Answer these questions from the Weibo sentiment paper below:
1. Which language model is used to classify the posts?
2. With which other event is the COVID-19 discourse compared?
3. Which three stages does the study period include?
───── PROVIDED PASSAGE
Using LLMs to Infer Non-Binary COVID-19 Sentiments of Chinese Micro-bloggers
Jerry Chongyi Hu, Mohammed Shahid Modi, Boleslaw K. Szymanski
TL;DR
This paper investigates public sentiment dynamics on Chinese social media (Weibo) during the early COVID-19 period, focusing on sarcasm and moderation. It introduces a large-scale sentiment classification pipeline using the instruction-tuned Llama 3 8B with few-shot prompts to categorize millions of posts into positive, negative, neutral, and sarcastic categories, and validates performance against ground-truth baselines. The study compares COVID-19 discourse with the African Swine Fever event, revealing that government messaging amplified positive sentiment during COVID-19 while sarcasm and negative signals tracked surge patterns, informing understanding of online polarization. Despite limitations in sarcasm detection accuracy, the approach demonstrates a scalable, non-English sentiment-analysis workflow with implications for crisis communication and governance.
Abstract
Studying public sentiment during crises is crucial for understanding how opinions and sentiments shift, resulting in polarized societies. We study Weibo, the most popular microblogging site in China, using posts made during the outbreak of the COVID-19 crisis. The study period includes the pre-COVID-19 stage, the outbreak stage, and the early stage of epidemic prevention. We use Llama 3 8B, a Large Language Model, to analyze users' sentiments on the platform by classifying them into positive, negative, sarcastic, and neutral categories. Analyzing sentiment shifts on Weibo provides insights into how social events and government actions influence public opinion. This study contributes to understanding the dynamics of social sentiments during health crises, fulfilling a gap in sentiment analysis for Chinese platforms. By examining these dynamics, we aim to offer valuable perspectives on digital communication's role in shaping society's responses during unprecedented global challenges.
──────────
───── DATA EXTRACT
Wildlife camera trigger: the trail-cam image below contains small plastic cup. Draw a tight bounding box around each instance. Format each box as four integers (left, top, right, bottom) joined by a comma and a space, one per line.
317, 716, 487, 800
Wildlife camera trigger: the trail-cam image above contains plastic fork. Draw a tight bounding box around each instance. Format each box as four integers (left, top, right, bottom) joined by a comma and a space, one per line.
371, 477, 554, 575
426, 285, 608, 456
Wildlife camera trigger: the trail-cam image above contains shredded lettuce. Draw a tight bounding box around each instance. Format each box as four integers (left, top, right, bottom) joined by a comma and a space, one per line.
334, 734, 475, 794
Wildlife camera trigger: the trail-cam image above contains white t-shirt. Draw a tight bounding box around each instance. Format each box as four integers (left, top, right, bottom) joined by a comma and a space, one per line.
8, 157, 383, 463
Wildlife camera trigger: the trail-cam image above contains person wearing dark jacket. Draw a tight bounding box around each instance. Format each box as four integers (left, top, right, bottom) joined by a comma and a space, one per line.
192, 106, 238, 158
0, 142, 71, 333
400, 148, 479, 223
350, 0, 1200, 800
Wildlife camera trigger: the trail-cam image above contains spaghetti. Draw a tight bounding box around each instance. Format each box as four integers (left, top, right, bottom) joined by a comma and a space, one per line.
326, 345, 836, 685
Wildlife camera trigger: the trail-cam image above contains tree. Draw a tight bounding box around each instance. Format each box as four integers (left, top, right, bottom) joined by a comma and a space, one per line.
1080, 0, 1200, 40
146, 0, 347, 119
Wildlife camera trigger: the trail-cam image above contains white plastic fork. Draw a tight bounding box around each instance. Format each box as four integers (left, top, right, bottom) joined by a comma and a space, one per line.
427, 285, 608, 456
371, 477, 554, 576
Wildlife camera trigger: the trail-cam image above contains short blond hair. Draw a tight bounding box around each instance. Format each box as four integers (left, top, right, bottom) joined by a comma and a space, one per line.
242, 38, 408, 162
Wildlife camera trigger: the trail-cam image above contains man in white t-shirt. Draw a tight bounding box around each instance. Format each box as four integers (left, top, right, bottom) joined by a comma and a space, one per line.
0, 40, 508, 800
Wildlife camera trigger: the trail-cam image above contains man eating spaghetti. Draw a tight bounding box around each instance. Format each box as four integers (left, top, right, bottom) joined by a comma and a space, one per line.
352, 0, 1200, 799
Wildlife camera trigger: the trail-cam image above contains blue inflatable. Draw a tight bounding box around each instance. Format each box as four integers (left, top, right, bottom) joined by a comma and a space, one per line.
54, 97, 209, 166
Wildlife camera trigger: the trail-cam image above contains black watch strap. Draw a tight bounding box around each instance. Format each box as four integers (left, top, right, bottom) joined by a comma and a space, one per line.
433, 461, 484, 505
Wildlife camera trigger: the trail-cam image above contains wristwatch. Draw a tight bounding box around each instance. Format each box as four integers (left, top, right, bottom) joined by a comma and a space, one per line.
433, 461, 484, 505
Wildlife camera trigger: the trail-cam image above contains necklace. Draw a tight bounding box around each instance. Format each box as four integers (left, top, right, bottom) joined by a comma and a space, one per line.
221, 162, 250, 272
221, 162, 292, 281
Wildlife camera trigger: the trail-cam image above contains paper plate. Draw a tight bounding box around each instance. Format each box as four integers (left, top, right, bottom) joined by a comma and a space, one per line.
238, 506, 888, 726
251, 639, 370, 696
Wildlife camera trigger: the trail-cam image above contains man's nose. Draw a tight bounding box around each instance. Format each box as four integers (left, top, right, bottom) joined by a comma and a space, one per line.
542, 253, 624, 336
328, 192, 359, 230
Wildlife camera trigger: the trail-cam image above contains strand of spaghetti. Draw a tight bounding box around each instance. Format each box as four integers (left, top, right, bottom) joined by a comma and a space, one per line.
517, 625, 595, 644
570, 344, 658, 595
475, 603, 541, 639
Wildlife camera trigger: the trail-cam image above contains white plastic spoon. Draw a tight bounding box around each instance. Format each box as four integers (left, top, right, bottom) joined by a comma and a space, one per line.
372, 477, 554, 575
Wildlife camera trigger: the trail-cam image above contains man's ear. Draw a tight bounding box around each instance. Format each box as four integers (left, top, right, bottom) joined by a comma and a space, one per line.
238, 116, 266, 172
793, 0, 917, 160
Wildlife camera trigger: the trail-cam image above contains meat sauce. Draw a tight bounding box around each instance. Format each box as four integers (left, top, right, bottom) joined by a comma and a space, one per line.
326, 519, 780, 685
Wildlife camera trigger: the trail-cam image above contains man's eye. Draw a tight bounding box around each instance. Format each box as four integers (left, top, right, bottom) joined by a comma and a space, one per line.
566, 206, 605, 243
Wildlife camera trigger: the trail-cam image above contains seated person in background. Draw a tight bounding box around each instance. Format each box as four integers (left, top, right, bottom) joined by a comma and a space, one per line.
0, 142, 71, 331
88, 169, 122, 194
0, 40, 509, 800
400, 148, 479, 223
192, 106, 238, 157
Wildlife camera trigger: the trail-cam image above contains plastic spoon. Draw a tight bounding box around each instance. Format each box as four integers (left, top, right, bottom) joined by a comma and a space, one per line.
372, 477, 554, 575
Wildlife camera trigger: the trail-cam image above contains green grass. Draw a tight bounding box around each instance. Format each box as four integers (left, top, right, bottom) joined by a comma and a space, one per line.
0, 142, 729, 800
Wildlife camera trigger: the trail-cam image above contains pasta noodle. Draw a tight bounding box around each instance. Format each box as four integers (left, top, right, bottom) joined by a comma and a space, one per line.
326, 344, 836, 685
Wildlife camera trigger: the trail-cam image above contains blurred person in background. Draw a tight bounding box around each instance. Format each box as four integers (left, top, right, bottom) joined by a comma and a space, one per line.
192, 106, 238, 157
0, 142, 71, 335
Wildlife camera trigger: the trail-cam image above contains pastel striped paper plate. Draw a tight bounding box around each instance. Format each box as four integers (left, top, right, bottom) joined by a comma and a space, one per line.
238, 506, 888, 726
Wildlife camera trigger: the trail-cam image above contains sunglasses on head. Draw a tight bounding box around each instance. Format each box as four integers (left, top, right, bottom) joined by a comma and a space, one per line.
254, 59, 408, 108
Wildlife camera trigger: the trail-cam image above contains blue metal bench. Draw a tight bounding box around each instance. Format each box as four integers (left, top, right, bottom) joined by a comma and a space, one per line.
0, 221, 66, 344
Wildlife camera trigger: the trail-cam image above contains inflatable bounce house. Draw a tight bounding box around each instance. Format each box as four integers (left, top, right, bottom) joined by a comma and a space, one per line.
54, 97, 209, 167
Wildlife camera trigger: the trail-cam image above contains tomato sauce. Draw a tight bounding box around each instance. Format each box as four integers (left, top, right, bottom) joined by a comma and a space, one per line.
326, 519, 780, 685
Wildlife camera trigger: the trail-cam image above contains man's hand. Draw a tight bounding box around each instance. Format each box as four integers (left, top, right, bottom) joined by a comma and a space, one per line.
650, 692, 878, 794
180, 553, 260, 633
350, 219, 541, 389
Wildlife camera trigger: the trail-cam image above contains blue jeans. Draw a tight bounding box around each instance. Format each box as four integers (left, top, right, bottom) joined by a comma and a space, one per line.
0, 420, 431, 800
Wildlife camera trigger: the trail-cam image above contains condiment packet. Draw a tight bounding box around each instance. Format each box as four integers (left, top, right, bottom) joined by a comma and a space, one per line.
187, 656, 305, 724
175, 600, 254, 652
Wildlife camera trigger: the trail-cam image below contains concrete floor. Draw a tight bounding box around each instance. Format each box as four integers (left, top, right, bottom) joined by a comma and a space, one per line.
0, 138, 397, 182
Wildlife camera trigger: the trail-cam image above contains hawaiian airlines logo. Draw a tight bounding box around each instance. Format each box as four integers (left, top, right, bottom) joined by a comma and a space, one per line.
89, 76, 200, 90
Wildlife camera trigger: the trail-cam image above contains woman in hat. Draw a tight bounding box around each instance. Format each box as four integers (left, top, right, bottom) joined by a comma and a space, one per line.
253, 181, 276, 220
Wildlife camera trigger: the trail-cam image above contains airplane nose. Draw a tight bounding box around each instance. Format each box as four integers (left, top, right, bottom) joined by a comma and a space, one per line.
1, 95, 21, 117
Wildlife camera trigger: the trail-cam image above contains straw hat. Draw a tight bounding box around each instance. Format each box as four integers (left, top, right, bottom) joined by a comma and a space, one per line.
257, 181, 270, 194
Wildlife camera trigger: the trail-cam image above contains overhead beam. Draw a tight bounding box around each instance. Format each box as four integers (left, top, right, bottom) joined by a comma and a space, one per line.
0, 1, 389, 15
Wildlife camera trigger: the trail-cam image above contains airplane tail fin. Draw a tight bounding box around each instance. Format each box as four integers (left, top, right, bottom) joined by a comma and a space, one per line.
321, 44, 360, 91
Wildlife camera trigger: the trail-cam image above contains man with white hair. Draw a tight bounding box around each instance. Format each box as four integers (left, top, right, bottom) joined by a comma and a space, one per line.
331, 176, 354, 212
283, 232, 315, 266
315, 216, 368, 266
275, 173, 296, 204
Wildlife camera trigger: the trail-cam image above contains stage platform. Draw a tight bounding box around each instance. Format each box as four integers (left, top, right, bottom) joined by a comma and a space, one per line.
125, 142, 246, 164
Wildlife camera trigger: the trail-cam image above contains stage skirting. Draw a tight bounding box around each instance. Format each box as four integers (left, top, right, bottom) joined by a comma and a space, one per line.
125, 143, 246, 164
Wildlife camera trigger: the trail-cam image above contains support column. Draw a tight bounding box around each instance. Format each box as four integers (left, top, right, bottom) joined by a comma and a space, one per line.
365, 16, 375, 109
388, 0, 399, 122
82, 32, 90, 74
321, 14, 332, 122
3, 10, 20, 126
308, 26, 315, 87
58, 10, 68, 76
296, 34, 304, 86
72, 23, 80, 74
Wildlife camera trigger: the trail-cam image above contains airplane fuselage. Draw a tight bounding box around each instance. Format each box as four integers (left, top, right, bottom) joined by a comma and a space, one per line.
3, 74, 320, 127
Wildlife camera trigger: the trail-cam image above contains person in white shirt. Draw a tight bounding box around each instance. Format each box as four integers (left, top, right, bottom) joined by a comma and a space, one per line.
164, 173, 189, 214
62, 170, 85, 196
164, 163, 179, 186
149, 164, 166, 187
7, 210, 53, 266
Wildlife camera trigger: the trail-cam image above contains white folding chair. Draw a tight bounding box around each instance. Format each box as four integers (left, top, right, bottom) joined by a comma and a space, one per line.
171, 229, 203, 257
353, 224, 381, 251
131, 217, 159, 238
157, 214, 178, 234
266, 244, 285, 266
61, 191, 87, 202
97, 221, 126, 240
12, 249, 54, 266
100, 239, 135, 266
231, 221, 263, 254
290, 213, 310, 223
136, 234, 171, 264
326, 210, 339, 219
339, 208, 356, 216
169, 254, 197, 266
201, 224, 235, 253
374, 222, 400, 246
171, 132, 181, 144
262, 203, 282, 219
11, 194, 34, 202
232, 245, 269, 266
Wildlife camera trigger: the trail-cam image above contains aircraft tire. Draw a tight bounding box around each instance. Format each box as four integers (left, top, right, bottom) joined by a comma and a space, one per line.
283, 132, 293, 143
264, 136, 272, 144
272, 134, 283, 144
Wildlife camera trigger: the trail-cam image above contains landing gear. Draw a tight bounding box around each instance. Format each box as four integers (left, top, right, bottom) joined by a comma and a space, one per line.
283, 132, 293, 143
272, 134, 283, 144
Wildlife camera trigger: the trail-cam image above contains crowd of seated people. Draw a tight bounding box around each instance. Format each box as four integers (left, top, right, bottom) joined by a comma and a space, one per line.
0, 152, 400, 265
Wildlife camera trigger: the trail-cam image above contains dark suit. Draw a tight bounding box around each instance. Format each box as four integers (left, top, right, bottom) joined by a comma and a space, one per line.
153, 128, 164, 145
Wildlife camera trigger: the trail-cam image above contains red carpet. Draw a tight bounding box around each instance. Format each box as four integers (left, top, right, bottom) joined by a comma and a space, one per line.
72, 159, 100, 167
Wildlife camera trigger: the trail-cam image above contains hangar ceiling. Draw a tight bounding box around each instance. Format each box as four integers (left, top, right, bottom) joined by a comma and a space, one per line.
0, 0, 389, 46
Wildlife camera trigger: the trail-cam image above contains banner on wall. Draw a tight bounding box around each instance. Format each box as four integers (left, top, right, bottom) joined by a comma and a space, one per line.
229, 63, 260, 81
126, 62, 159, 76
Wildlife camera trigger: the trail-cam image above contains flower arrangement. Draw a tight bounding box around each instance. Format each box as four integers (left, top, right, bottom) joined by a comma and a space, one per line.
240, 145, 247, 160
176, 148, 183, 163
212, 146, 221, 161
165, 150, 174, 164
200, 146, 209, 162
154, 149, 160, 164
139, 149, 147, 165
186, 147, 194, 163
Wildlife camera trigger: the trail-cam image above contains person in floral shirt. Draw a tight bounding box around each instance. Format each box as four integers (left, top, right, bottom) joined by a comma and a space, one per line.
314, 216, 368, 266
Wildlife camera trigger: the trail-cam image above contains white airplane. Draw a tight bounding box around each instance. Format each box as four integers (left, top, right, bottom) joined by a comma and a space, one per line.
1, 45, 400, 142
──────────
- RESPONSE BELOW
1. Llama 3 8B, instruction-tuned and used with few-shot prompts.
2. The African Swine Fever event.
3. The pre-COVID-19 stage, the outbreak stage, and the early stage of epidemic prevention.